THE EXERCISE. Rewrite all of the lines below, changing "Query" to "Label" each time it appears and keeping everything else the same.

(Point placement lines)

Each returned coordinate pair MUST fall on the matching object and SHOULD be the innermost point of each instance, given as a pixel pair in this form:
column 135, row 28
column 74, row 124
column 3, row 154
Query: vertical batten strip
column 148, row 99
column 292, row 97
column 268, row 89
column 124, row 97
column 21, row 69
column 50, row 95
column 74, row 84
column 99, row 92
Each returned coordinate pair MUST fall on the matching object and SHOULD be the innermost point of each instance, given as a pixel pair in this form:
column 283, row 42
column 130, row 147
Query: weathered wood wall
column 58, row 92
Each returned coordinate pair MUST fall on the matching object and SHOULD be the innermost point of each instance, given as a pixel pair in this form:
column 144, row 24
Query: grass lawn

ANSWER TO THIS TASK.
Each returned coordinate pair MUST fall on the matching object and SHOULD be the innermost point of each instance, given as a pixel pair in this form:
column 135, row 28
column 74, row 124
column 3, row 154
Label: vertical batten strip
column 148, row 99
column 292, row 97
column 268, row 89
column 124, row 97
column 21, row 69
column 50, row 95
column 74, row 84
column 99, row 92
Each returned coordinate pair MUST fall on the matching object and SHOULD be the innermost point of each instance, given as a pixel pair in this form:
column 283, row 42
column 130, row 147
Label: weathered wood wall
column 58, row 92
Each returned coordinate pair MUST fall on the matching object and SHOULD be the innermost point of each instance, given as a pixel pair in this form:
column 144, row 24
Label: grass lawn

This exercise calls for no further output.